INSTRUCTIONS TO FOLLOW. Extract each line from the records below that contains the string "shadow". Treat uppercase and lowercase as different.
## BEGIN
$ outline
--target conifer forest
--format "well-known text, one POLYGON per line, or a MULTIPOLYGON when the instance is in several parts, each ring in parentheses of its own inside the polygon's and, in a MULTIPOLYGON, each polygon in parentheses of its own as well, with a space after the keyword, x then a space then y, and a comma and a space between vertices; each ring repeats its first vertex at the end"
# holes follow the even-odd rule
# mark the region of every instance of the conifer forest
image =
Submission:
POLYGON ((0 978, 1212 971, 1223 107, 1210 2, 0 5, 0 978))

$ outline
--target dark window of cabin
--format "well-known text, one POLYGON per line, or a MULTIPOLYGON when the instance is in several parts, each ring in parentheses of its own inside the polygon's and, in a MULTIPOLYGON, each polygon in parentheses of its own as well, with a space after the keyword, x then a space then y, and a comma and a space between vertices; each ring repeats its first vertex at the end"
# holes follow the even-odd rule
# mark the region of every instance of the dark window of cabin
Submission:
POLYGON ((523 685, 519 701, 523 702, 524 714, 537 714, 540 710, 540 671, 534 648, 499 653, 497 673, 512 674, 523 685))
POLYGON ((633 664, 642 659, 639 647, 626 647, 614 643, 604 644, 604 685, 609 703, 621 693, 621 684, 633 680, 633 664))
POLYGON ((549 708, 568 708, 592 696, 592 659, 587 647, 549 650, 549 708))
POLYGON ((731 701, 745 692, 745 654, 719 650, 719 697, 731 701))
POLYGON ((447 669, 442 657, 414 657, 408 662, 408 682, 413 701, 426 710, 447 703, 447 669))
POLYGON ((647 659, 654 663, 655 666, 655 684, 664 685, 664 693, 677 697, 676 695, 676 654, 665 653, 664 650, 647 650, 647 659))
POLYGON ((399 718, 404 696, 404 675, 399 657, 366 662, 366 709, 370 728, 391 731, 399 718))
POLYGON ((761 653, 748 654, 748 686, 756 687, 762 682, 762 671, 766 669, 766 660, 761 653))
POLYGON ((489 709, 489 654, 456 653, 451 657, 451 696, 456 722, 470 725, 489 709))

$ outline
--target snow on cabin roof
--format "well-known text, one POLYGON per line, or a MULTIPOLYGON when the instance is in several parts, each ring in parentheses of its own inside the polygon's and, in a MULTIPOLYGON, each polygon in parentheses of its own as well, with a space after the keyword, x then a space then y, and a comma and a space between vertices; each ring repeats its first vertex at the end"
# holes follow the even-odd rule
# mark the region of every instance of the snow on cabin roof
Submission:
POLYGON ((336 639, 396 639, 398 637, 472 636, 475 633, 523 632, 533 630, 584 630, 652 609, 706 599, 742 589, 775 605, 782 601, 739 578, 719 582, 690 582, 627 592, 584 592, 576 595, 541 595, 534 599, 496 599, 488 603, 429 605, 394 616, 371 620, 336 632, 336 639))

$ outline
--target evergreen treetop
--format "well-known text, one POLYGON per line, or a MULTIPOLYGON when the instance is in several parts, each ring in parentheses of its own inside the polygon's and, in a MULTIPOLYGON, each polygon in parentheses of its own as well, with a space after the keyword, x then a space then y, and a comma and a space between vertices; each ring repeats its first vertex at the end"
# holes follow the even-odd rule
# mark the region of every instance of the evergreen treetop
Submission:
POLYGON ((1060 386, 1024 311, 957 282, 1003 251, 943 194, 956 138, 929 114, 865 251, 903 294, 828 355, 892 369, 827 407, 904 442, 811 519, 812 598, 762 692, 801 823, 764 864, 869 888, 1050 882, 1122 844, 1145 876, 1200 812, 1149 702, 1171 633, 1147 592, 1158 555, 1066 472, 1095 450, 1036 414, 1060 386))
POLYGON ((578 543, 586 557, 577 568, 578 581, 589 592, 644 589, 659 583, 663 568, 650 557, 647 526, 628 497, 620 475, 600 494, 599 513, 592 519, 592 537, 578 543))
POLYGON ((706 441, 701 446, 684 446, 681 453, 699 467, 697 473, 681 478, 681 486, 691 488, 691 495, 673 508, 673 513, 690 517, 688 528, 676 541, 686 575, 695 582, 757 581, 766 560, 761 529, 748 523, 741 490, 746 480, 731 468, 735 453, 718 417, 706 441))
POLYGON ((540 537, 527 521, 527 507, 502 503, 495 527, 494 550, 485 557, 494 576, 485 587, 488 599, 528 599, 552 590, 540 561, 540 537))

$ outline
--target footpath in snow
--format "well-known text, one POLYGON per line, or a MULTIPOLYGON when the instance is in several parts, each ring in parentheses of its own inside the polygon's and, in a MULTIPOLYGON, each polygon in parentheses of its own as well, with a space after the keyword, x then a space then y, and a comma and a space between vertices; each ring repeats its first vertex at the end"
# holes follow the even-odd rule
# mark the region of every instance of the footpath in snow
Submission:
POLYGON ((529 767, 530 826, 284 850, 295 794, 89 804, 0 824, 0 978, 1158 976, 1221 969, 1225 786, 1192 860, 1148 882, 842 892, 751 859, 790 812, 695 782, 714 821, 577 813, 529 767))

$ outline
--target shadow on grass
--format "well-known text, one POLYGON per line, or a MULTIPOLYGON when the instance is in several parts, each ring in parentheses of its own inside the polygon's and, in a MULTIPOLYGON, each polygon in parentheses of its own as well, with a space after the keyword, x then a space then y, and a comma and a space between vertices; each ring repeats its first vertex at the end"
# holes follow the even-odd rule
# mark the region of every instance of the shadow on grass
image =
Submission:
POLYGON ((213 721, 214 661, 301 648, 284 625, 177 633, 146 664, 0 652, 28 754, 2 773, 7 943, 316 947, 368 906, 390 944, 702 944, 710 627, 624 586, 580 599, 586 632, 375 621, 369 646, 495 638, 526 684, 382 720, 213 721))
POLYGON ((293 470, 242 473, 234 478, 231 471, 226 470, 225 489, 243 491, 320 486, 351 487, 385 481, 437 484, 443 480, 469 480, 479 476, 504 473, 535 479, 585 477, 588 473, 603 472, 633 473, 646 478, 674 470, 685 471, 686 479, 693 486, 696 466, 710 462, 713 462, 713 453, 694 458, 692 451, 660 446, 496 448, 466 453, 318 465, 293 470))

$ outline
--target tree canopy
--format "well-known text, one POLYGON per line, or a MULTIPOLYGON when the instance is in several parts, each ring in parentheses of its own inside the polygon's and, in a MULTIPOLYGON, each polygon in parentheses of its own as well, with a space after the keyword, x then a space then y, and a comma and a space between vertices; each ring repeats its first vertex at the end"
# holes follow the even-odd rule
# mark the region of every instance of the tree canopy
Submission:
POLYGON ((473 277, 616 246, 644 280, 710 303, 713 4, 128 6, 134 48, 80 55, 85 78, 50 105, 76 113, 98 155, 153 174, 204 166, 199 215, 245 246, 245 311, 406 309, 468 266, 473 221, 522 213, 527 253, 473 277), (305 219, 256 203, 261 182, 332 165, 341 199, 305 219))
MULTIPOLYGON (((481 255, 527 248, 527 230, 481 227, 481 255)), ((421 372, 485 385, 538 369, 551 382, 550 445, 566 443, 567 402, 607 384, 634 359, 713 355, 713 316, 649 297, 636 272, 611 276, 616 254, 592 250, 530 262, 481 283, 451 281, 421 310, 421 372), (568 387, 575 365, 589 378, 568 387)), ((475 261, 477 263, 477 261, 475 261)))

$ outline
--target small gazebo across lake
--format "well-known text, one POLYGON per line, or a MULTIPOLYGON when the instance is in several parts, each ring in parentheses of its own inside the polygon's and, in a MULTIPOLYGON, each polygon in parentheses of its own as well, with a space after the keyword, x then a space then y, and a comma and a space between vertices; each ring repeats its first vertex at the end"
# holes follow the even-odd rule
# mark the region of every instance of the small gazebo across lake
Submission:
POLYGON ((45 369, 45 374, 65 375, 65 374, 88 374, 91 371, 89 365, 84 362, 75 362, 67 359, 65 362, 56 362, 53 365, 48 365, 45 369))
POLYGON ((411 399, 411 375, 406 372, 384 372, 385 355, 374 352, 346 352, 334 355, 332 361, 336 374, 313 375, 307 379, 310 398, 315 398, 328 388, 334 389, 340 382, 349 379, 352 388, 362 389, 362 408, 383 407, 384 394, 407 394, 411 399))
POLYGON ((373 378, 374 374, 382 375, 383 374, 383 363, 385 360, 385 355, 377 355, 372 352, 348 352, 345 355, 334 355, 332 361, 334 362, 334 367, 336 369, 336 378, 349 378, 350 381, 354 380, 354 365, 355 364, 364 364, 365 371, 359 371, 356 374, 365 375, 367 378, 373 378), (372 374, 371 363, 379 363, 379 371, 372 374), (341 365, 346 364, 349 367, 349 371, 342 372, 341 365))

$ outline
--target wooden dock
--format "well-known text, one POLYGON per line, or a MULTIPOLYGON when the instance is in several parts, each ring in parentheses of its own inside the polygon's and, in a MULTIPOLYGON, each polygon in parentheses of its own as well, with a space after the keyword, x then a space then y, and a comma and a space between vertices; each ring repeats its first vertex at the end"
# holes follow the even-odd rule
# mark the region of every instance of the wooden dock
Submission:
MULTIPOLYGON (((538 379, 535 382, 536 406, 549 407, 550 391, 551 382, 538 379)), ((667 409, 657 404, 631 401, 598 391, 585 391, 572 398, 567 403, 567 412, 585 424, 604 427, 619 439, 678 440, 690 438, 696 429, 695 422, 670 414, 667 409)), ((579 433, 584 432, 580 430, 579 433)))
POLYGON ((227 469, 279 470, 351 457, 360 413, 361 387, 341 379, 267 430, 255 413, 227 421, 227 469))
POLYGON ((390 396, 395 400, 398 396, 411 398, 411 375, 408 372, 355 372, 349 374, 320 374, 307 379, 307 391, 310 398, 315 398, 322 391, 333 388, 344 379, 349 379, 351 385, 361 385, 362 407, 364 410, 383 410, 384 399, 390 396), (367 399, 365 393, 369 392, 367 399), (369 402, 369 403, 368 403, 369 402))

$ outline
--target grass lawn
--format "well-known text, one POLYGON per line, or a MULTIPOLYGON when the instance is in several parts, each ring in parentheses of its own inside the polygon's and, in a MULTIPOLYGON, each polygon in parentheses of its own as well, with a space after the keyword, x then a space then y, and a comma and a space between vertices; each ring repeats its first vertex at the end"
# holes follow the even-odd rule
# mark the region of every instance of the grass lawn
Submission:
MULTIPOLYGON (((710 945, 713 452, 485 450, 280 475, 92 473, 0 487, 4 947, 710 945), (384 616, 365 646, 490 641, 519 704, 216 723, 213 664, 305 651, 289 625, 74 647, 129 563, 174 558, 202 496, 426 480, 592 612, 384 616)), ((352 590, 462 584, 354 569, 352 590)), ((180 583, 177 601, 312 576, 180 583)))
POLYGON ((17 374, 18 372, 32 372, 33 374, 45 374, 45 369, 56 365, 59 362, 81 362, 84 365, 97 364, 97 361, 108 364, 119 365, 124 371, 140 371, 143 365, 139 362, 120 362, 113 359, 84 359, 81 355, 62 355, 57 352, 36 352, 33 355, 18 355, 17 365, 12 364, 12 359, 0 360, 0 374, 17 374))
## END
RESPONSE.
--target shadow on grass
# mark the region of every instance of the shadow on grass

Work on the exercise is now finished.